= Task instructions =
Transcribe the records exactly from the line with "the dark wood" to the end, both included.

= Given data =
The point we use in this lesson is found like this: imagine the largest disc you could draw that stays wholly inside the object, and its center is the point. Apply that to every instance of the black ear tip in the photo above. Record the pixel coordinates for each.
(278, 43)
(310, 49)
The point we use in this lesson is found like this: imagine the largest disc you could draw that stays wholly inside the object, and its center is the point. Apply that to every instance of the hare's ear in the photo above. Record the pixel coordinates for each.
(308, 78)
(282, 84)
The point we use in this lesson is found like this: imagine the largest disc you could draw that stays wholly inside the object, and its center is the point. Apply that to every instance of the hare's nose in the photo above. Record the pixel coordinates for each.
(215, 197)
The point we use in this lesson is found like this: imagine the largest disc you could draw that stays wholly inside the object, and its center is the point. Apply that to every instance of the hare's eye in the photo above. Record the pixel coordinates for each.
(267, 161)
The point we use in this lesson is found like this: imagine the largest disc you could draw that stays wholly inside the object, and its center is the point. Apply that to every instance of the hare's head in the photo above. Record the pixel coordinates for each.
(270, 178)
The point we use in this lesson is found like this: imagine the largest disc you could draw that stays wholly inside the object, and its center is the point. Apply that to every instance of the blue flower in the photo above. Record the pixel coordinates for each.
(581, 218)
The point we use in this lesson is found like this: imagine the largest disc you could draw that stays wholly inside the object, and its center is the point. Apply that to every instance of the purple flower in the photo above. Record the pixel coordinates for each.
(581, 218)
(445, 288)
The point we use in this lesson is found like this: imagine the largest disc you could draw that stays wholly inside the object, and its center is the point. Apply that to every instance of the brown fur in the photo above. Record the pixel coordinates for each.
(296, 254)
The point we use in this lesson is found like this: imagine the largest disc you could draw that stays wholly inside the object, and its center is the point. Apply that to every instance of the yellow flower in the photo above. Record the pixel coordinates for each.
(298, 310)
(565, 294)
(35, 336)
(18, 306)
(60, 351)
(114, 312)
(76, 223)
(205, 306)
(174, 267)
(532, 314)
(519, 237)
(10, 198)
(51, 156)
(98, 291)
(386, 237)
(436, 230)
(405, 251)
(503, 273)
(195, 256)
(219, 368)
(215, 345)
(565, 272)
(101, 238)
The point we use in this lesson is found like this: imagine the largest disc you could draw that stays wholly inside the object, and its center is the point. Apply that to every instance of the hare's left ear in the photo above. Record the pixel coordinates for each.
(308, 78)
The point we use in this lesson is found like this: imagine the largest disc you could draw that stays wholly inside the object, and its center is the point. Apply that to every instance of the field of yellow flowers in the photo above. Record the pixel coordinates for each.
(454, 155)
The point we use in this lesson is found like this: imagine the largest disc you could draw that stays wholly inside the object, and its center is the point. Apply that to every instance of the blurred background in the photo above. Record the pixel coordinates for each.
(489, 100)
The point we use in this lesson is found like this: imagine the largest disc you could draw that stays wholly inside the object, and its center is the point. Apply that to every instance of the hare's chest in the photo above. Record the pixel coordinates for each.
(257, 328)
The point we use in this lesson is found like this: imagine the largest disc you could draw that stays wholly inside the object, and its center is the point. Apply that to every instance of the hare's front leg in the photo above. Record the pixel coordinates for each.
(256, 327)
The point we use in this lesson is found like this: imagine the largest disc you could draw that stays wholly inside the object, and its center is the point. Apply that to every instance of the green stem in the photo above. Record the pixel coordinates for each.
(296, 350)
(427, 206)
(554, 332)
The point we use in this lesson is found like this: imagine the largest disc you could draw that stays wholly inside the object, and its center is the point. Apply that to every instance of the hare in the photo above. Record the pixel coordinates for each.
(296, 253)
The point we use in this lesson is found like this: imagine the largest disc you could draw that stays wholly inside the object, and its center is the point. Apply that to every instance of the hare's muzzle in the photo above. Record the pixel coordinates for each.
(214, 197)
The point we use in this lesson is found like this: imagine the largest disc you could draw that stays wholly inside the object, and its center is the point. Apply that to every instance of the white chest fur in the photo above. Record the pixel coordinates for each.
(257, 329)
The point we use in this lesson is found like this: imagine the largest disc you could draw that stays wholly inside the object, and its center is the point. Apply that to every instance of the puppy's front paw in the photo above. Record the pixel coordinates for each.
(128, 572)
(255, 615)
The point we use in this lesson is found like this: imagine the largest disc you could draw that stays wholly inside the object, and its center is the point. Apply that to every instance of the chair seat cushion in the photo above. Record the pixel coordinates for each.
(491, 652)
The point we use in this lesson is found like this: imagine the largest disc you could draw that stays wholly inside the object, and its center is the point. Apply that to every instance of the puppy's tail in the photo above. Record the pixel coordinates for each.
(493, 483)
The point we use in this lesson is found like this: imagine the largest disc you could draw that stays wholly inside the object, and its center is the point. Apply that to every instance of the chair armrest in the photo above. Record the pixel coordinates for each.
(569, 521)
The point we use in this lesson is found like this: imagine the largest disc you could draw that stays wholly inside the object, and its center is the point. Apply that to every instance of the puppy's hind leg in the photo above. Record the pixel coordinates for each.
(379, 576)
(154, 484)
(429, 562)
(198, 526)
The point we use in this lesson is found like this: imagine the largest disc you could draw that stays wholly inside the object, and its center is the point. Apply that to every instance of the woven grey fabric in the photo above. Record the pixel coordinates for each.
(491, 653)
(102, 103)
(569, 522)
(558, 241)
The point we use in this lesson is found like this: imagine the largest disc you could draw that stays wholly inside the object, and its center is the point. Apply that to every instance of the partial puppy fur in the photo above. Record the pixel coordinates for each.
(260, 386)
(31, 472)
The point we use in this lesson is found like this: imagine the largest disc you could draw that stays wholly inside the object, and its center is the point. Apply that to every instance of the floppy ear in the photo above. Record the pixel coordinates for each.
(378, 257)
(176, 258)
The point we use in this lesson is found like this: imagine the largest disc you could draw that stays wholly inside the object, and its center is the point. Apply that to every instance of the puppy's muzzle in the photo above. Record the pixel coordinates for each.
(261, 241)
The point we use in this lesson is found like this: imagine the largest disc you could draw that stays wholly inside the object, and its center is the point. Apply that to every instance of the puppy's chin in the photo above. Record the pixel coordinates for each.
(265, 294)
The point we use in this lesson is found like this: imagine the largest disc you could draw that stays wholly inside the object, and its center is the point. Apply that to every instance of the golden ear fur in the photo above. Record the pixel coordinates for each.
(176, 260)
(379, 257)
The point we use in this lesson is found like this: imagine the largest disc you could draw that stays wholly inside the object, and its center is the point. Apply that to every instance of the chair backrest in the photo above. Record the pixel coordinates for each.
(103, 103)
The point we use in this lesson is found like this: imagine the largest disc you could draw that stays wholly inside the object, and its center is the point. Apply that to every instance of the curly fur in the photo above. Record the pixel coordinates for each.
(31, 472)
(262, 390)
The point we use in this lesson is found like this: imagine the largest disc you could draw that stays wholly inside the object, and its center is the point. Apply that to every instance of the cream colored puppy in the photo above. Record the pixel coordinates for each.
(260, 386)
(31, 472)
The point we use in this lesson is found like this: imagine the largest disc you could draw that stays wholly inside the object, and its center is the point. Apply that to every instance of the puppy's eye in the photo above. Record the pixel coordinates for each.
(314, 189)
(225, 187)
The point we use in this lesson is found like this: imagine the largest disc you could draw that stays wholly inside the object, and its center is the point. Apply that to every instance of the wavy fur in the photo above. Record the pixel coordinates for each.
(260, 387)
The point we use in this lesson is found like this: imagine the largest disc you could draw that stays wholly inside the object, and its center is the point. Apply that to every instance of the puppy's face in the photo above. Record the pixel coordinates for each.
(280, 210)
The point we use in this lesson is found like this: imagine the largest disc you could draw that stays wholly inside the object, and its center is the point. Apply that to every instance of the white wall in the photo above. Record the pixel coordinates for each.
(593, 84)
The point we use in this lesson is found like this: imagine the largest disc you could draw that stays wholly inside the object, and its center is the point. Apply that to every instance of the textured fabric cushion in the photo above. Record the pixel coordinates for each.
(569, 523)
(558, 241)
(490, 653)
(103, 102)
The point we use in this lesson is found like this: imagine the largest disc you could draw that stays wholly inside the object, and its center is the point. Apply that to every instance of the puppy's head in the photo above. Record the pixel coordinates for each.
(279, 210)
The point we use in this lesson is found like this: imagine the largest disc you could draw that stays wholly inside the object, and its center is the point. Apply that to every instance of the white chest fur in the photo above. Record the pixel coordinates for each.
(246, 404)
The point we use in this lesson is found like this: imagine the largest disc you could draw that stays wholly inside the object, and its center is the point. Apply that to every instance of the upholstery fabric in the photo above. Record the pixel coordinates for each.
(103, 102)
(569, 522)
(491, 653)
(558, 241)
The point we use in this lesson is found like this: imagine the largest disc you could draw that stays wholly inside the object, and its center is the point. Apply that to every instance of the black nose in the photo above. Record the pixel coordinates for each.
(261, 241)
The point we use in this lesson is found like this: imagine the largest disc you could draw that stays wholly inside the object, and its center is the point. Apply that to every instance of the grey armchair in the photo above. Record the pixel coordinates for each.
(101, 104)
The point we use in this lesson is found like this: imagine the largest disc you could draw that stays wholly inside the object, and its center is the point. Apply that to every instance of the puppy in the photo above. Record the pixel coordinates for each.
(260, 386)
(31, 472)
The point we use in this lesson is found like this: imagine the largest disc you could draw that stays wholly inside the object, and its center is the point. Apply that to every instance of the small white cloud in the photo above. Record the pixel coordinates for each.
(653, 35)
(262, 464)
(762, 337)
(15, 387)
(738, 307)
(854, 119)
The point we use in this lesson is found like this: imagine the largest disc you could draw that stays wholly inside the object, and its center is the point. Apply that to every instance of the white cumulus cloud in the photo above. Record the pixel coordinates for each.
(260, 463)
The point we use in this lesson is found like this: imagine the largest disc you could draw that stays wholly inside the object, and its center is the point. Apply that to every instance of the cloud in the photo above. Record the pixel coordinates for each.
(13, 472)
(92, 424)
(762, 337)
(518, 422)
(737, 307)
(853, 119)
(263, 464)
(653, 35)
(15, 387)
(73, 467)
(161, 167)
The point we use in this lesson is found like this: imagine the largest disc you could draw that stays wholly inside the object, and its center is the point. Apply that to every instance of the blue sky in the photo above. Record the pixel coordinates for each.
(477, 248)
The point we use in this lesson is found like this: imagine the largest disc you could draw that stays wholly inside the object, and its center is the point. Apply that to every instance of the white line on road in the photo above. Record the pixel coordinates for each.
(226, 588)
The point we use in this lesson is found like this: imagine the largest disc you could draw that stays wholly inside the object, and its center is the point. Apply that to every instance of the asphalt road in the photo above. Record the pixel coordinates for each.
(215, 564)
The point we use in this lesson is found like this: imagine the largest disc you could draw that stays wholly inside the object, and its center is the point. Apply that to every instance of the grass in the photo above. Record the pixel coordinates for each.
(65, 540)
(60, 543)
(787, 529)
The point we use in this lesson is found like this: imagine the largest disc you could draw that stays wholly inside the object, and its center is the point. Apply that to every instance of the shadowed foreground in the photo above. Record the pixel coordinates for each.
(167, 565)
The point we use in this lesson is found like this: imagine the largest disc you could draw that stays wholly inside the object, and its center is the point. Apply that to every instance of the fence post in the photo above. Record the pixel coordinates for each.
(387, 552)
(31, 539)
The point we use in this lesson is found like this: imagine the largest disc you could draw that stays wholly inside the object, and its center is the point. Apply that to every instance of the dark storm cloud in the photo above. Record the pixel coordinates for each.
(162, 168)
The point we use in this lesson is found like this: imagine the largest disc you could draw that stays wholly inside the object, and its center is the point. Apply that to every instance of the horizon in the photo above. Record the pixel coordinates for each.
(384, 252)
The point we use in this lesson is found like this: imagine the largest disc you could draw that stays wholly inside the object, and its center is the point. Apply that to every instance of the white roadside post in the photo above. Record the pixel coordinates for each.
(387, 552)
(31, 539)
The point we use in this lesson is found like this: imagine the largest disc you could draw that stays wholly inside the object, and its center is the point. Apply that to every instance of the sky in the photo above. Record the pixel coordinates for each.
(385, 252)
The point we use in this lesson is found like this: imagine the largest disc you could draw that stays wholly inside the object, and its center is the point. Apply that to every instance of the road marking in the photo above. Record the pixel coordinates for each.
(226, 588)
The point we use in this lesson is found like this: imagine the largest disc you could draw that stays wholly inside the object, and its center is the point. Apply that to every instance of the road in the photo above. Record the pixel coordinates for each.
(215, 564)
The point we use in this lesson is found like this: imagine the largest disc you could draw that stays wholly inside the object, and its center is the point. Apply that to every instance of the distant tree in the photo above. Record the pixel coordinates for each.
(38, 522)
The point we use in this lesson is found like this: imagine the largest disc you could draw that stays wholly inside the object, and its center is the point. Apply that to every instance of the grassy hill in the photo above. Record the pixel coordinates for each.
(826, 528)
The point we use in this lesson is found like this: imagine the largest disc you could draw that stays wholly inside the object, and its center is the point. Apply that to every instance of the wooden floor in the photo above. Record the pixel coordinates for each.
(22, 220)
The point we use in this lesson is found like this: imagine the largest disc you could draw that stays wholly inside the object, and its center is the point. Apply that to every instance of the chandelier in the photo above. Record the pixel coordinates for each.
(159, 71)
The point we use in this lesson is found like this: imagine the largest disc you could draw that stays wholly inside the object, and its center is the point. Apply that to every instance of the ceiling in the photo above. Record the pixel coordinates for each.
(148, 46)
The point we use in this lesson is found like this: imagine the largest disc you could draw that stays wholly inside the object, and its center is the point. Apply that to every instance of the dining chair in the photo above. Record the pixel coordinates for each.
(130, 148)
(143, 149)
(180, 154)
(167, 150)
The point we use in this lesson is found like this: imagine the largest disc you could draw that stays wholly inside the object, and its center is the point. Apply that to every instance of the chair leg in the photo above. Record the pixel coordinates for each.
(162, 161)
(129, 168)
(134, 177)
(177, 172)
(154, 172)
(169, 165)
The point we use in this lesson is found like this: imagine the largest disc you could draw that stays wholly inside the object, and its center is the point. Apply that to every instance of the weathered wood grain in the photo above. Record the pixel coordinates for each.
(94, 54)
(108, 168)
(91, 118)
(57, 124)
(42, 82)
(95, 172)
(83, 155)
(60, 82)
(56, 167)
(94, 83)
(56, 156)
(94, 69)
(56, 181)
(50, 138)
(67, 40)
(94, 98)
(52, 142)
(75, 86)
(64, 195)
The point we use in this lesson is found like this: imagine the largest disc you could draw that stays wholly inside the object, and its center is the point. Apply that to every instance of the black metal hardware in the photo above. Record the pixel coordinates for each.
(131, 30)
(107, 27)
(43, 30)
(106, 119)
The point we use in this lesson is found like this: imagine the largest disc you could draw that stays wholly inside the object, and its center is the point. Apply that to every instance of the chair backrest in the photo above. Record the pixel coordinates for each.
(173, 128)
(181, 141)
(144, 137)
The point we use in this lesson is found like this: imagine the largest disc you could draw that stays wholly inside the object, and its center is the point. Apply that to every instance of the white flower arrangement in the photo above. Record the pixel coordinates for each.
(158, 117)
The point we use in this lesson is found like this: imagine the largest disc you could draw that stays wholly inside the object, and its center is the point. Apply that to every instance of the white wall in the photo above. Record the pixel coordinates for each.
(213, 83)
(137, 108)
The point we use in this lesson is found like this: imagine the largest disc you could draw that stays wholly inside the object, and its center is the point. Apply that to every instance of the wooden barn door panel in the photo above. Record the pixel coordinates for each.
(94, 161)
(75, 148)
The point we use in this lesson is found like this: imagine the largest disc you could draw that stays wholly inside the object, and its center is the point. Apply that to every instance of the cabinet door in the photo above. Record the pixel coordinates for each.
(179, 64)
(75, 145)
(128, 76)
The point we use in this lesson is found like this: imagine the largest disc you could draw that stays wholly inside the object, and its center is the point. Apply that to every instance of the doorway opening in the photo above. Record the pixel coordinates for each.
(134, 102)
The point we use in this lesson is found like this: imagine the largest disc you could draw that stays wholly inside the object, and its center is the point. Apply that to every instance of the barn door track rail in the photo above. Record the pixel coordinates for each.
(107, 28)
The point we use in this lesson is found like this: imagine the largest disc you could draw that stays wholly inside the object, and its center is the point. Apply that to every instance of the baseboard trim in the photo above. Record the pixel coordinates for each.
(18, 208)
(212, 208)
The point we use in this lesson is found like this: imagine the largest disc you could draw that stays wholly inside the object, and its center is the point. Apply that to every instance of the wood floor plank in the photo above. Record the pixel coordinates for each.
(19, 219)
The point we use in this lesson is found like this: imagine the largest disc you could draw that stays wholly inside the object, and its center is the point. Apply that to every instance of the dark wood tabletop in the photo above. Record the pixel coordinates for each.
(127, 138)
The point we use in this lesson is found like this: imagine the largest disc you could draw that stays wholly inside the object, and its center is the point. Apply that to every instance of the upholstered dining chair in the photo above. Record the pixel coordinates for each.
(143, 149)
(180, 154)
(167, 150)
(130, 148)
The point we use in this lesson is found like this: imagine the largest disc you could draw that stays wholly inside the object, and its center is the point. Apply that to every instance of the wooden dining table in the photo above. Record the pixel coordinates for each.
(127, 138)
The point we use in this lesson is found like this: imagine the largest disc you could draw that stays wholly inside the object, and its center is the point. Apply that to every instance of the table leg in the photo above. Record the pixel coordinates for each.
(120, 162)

= Solution =
The point we use in this lesson is found like this: imagine the largest disc you could draw that stays wholly inside the object, and its center is the point. Apply that to every instance of the dark wood tabletop in the photo above. Record the pixel coordinates for each.
(127, 138)
The point we use in this lesson is found like this: imagine the largest disc you could draw that stays wholly inside the object, and its center is the point. Apply that to every instance of the upholstered dining chair in the photo above. Record the pixel coordinates for each.
(143, 149)
(180, 154)
(167, 150)
(130, 148)
The point we use in this lesson is found like this: imagine the largest disc you could draw that stays wholly inside the object, and its center is the point. Apply that to every instance of the wooden dining table in the photo above. Record the pixel coordinates for each.
(127, 138)
The point we use in this lesson is found like this: imagine the largest disc you could draw that stays wholly inside the object, and its center is the point. Apply that to every instance of the table leg in the photo above. Record the pixel coordinates for each.
(120, 162)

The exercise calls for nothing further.